-- SELECTION --
-- Begin --

# Gar!



## Riflesmith (May 11, 2018)

A while after I got Jeff's Rub recipe, I thought I would try it on a couple of gar that I had caught, and I tell you guys what, that made for some very fine eating!!!

If you don't mind looking at a couple of pictures, I'll post up a few, and if you have any questions, just ask!





























After cleaning the gar and cutting it in small chunks, I let it set overnight in cooler full of ice, with a little bit of salt in it...

After rinsing the gar off the next day, and patting it dry, when it started sweating from the cold water I had it in, I coated all of the fish in Jeff's Rub recipe, and let it sit for a little while in the refrigerator, while I got the fish cooker ready...

Once the peanut oil was up to temperature, I took the fish out of the refrigerator, rolled it in cornmeal, and fried a batch at a time until it was all fried up...

After the gar finished cooking, I seasoned some sweet potato fries with Jeff's Rub, and fried up a big batch of them...

When all was said and done, the gar was the first to be eaten, then the sweet potatoe fries, then salads...

I never told anyone that they were eating gar, until AFTER it was all gone, and until I showed pictures of the gar, they still didn't believe that they had eaten over 10 pounds of it!

Thanks for the recipe Jeff! It made a good eating fish even better...


----------



## 73saint (May 11, 2018)

That looks awesome!  I’ve never eaten gar, points to you for turning what most look at as “trash” into a beautiful meal!

Proof that if you know what you are doing, and you PROPERLY handle what you are preparing, you can make some wonderful, unique table fare!

Well done!


----------



## motocrash (May 11, 2018)

Nicely done Popcorn Gar/Gar Nuggets!


----------



## Riflesmith (May 11, 2018)

Thank you 73saint and motocrash!

A gar may be considered a "trash fish" but they are one of the CLEANEST freshwater fish we have!

The meat on a gar is not flakey, like what most other fish are. The texture is more like that of a pork chop...

When you remove the two back straps from a gar, there are no bones in it, no nasty red meat that needs to be removed, and no fat. It is all good meat...

-- End --

-- RAW RECORDS --
-- Begin --

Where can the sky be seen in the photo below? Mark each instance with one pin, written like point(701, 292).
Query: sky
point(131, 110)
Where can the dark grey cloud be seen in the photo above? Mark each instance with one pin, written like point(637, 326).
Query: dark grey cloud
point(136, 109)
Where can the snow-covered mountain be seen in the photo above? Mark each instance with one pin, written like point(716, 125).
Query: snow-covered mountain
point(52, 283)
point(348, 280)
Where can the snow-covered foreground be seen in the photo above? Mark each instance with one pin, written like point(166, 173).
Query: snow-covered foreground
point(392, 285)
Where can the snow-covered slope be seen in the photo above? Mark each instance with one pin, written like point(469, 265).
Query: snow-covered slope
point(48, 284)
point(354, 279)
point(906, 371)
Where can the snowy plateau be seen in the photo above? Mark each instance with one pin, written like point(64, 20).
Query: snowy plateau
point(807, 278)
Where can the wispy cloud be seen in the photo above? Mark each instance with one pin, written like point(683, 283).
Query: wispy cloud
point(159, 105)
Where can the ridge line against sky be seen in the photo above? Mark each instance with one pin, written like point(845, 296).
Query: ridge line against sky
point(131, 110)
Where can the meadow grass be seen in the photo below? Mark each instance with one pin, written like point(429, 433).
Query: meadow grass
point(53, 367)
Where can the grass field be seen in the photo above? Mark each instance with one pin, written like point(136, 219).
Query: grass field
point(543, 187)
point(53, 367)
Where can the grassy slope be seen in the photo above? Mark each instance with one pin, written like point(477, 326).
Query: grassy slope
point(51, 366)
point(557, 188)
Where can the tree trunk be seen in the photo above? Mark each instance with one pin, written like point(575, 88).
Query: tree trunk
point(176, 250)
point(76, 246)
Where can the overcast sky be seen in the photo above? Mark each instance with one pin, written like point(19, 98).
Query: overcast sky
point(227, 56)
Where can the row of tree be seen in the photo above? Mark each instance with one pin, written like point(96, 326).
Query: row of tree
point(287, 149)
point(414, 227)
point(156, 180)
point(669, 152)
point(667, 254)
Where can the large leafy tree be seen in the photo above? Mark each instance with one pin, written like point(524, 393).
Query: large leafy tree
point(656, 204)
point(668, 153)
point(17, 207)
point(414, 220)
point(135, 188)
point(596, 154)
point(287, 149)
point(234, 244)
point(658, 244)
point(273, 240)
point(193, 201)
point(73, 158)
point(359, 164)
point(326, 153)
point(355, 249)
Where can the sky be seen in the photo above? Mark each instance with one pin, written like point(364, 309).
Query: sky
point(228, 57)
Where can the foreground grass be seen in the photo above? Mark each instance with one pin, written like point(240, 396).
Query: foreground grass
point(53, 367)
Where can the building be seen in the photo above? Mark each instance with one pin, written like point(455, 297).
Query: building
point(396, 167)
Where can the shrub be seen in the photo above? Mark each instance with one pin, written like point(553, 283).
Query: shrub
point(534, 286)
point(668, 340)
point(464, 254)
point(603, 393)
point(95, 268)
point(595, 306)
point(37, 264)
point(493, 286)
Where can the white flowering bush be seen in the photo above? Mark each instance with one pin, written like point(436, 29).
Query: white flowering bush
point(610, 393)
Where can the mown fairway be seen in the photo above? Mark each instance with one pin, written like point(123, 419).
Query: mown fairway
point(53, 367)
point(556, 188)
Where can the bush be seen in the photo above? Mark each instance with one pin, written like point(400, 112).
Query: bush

-- End --

-- THE TASK --
In the thread about frying gar, what does Riflesmith compare the texture of gar meat to?

-- OUTPUT OF THE EXERCISE --
A pork chop.